Aim — Rewrite the records below, changing every "high-visibility vest" to "reflective vest" and keeping everything else the same.

Listing —

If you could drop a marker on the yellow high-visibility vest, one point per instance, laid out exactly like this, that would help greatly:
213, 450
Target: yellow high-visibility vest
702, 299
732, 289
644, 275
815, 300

Completed exercise —
If you could drop a marker on the yellow reflective vest, one point per instance, laid out exactly like this, that would help greatly:
213, 450
Target: yellow reflective vest
702, 299
732, 289
644, 275
815, 300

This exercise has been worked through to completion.